▶ **CHALLENGE**
Copy every line of the records below, requests included, adding 101 to each coordinate in the answer point lists. Leave the numbers in the requests and their format samples unchanged.

▶ **RECORDS SUPPLIED**
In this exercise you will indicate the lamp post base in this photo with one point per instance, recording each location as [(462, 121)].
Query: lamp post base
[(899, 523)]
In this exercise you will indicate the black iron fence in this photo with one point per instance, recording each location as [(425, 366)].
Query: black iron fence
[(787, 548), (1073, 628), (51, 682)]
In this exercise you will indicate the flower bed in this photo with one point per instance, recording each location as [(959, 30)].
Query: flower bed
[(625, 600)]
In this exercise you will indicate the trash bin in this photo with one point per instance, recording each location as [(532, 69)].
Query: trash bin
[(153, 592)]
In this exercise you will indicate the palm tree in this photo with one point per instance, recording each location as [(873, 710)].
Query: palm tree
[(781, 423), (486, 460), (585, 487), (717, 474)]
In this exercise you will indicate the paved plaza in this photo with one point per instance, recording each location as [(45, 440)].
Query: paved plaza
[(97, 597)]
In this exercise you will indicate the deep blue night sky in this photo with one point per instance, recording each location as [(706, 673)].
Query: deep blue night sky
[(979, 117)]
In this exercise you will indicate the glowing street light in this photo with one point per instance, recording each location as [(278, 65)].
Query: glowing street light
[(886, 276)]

▶ **RESULT OF THE TASK**
In this exercise you will indicate the lamp post base in this photo with one point per instance, recording each location as [(462, 121)].
Query: lamp post base
[(1000, 624)]
In this exercise you will indicate the black iron fence in this photo with one point per instance, recording each location as [(425, 366)].
Query: black iron fence
[(888, 649), (1174, 729), (152, 783)]
In this exercise you will indicate the flower bed in this photo with one point per instance, recording each location as [(959, 30)].
Query: flower bed
[(726, 701)]
In this exercise you will indicate the trash bin in this photo with one point per instance, recording each location as [(532, 69)].
Query: trash bin
[(254, 693)]
In this exercise you will indicate the palm tree in this photo with one point per instance, recording each location as [(873, 710)].
Query: palm tree
[(882, 524), (587, 561), (686, 588), (818, 575)]
In this exercise you will indicate the paved plaza in this photo with one point per instance, recording each location as [(45, 440)].
Query: paved plaza
[(198, 698)]
In this exercise you will indicate the deep blue night sky in this photo with one point per instance, recording each location as [(706, 673)].
Query: deep blue night sky
[(1080, 218)]
In this exercise you will indicate the glowing street light in this photo with one point per instance, recording each location as [(278, 65)].
Query: glowing street light
[(987, 377)]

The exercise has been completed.